--- START OF RECORDS SUPPLIED ---

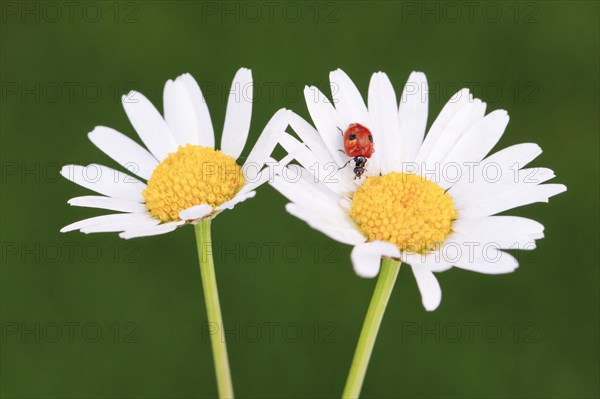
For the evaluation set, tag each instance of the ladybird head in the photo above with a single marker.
(358, 141)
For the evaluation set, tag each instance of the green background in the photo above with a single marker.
(539, 61)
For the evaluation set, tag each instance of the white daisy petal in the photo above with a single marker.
(330, 174)
(206, 135)
(240, 197)
(311, 138)
(508, 232)
(488, 261)
(366, 257)
(239, 113)
(412, 116)
(118, 222)
(456, 102)
(266, 141)
(385, 125)
(326, 120)
(510, 200)
(195, 212)
(347, 100)
(460, 123)
(151, 231)
(106, 181)
(341, 230)
(113, 204)
(480, 139)
(433, 261)
(431, 293)
(149, 125)
(124, 151)
(180, 114)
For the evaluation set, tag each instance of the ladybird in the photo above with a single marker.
(358, 145)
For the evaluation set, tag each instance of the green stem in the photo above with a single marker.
(368, 335)
(213, 309)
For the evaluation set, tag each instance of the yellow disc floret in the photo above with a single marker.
(191, 176)
(407, 210)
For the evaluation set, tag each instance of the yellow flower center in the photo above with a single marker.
(407, 210)
(191, 176)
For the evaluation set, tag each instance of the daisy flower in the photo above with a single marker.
(181, 177)
(429, 201)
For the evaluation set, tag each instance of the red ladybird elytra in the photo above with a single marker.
(358, 144)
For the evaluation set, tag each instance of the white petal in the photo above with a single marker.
(326, 120)
(511, 199)
(149, 125)
(433, 260)
(340, 229)
(106, 181)
(239, 113)
(195, 212)
(460, 123)
(114, 222)
(307, 194)
(431, 293)
(385, 127)
(412, 116)
(180, 114)
(456, 102)
(508, 232)
(347, 100)
(491, 261)
(311, 138)
(366, 257)
(266, 142)
(151, 231)
(328, 173)
(206, 135)
(507, 161)
(113, 204)
(480, 139)
(124, 151)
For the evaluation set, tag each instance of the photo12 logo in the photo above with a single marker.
(70, 332)
(69, 12)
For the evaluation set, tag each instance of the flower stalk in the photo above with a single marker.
(368, 335)
(213, 308)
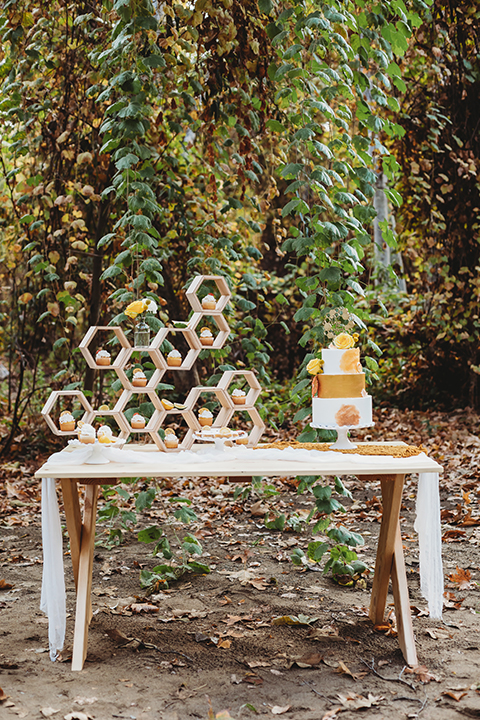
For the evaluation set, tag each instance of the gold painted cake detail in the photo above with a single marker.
(333, 386)
(347, 415)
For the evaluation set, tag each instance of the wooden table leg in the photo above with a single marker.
(390, 563)
(85, 566)
(74, 521)
(403, 615)
(392, 487)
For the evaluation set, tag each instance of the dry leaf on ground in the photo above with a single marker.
(356, 702)
(423, 674)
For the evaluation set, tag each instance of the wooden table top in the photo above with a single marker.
(251, 462)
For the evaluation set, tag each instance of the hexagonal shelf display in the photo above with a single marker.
(258, 425)
(188, 439)
(220, 338)
(222, 287)
(194, 347)
(152, 382)
(189, 353)
(226, 407)
(87, 340)
(253, 393)
(53, 399)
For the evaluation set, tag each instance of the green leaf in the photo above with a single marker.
(265, 6)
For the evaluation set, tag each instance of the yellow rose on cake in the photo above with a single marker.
(344, 341)
(315, 366)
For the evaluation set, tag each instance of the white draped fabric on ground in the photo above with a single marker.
(427, 524)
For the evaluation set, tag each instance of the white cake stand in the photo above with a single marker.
(342, 442)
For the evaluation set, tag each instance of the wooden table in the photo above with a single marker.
(389, 564)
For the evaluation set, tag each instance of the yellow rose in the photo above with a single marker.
(343, 341)
(135, 308)
(315, 366)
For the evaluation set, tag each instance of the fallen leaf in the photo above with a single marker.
(454, 695)
(293, 620)
(439, 634)
(331, 714)
(462, 578)
(79, 700)
(356, 702)
(309, 660)
(118, 637)
(342, 669)
(422, 673)
(143, 607)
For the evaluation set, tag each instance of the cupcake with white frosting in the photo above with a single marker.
(209, 302)
(137, 422)
(206, 337)
(105, 435)
(66, 421)
(171, 440)
(174, 358)
(238, 397)
(139, 378)
(205, 417)
(103, 357)
(86, 434)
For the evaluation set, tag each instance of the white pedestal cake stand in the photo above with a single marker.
(342, 442)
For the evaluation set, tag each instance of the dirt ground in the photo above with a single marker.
(222, 645)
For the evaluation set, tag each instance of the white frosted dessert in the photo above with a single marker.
(339, 398)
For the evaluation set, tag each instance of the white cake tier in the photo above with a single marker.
(341, 362)
(342, 412)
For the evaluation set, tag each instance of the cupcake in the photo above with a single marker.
(137, 422)
(206, 337)
(205, 417)
(209, 302)
(102, 357)
(139, 378)
(174, 359)
(86, 434)
(171, 440)
(66, 421)
(238, 397)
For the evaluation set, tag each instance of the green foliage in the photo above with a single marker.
(342, 561)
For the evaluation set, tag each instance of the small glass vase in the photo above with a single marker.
(141, 334)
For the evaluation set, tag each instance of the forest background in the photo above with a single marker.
(146, 142)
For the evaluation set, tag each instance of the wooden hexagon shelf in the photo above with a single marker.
(222, 287)
(153, 380)
(223, 329)
(87, 340)
(160, 415)
(254, 391)
(53, 399)
(193, 342)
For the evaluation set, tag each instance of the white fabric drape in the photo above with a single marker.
(52, 601)
(428, 527)
(427, 524)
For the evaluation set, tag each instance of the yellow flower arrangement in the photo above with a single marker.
(138, 307)
(315, 366)
(344, 341)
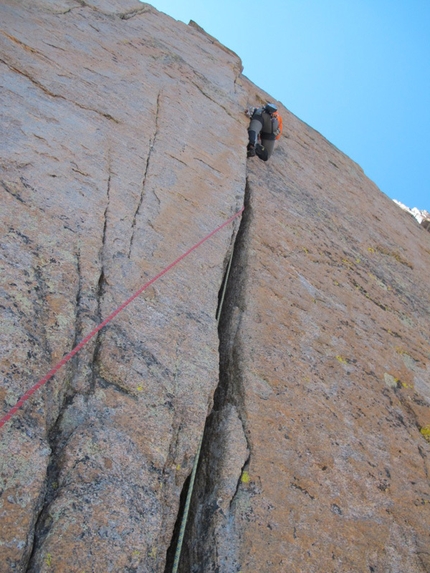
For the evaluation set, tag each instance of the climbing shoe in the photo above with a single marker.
(250, 150)
(261, 152)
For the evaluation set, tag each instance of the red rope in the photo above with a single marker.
(84, 341)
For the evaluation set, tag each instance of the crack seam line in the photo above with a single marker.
(145, 175)
(197, 457)
(83, 342)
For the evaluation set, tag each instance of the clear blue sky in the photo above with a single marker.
(357, 71)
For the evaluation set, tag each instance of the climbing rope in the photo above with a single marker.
(83, 342)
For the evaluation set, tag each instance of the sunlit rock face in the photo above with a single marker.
(124, 145)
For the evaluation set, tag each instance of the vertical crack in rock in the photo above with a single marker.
(145, 174)
(56, 438)
(210, 541)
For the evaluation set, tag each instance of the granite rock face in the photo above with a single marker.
(124, 145)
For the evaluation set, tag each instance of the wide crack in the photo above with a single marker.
(207, 509)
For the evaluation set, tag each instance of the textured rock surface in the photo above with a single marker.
(117, 157)
(123, 146)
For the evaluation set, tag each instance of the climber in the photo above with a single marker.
(264, 129)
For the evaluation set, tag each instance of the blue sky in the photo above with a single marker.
(357, 71)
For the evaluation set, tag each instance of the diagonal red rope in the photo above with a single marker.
(84, 341)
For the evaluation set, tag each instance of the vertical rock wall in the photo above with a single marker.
(325, 378)
(124, 144)
(117, 156)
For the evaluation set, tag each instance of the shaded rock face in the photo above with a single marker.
(124, 145)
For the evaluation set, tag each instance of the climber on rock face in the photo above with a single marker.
(265, 128)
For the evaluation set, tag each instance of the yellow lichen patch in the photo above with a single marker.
(153, 553)
(425, 431)
(390, 380)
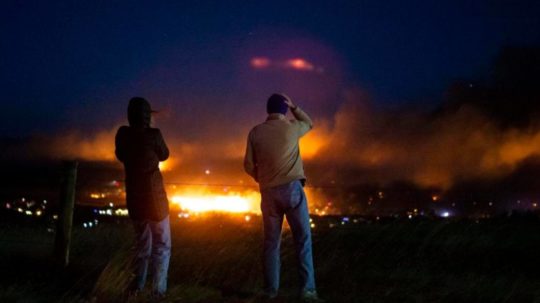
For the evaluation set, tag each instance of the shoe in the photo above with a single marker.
(311, 297)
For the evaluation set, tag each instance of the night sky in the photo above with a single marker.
(371, 75)
(74, 64)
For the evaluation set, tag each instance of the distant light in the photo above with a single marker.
(300, 64)
(260, 62)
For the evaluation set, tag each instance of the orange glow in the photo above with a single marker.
(260, 62)
(300, 64)
(192, 200)
(202, 199)
(167, 165)
(311, 144)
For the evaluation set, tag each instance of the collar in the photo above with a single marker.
(275, 116)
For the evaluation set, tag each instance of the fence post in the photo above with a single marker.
(65, 216)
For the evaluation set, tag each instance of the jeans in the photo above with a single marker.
(152, 245)
(289, 200)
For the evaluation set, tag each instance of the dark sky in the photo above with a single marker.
(74, 64)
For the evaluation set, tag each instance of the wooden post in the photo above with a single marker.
(65, 216)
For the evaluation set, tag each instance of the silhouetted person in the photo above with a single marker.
(141, 148)
(273, 160)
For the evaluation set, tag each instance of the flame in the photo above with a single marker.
(202, 199)
(191, 200)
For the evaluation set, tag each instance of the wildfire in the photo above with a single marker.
(208, 201)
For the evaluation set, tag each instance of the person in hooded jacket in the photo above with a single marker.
(140, 148)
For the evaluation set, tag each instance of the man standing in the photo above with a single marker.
(273, 159)
(140, 148)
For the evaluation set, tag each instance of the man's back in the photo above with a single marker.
(272, 154)
(273, 151)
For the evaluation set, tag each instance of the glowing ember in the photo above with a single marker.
(247, 202)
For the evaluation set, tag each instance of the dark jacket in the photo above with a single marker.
(141, 148)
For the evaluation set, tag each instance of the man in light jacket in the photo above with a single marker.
(273, 159)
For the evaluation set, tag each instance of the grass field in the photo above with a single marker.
(217, 259)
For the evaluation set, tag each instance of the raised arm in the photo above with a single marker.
(250, 165)
(305, 122)
(162, 150)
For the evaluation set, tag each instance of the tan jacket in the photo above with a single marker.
(272, 153)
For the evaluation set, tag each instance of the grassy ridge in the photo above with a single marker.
(218, 260)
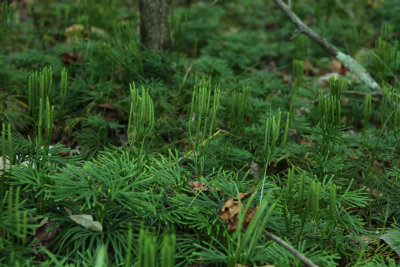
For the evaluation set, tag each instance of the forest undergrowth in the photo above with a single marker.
(242, 132)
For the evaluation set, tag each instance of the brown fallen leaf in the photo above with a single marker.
(69, 58)
(231, 208)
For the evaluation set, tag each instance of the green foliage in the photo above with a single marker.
(162, 150)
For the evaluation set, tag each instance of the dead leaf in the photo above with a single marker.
(392, 238)
(324, 79)
(86, 221)
(338, 67)
(46, 232)
(69, 58)
(230, 211)
(254, 170)
(305, 142)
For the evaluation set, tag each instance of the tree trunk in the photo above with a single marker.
(154, 25)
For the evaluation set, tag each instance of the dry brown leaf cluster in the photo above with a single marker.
(69, 58)
(231, 209)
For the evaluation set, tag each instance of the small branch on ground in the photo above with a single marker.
(291, 249)
(347, 60)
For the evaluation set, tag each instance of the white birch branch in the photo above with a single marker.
(356, 68)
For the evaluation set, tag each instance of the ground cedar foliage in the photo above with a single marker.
(116, 155)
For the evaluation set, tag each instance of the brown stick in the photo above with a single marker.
(347, 60)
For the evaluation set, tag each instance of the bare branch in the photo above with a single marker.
(347, 60)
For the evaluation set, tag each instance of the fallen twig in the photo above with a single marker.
(291, 249)
(347, 60)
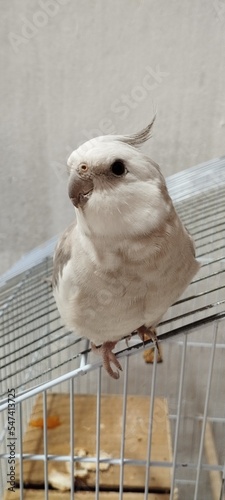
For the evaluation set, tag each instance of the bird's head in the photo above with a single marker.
(115, 188)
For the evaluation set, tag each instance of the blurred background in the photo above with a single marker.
(73, 70)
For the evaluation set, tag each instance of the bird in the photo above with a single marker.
(127, 256)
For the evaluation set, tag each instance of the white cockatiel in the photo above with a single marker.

--- END OF RECORDS SUPPLIED ---

» STATED EXERCISE:
Copy out the stretch from the line containing "For the evaluation set, tag each instance of the white birch" through the end of the items, substituting "single point" for "single marker" and leaving everything else unchanged. Omit the pictures from your answer.

» SOLUTION TO THIS TASK:
For the evaluation set, tag each instance of the white birch branch in the photo above with a single point.
(356, 68)
For the evaluation set, tag each instance of the ground cedar foliage in the photo above with a single point.
(116, 155)
For the evaluation set, tag each instance of the brown stick in the photo above with a single point.
(347, 60)
For the evaluation set, tag each instance of the bare branch in the photo above with a single point.
(347, 60)
For the evaluation set, tag each instance of the fallen twig in the photo above with a single point.
(291, 249)
(347, 60)
For the evaluation set, tag each instance of the bird's head in the photo above with a single point.
(115, 188)
For the evaluation set, tag each instance of the blurred background in the photo above with a single point.
(73, 70)
For the evaluation set, tag each instance of the bird in the photo above with a single point.
(127, 256)
For the evaluation set, tag each instance of the white cockatiel in the photo above with a single point.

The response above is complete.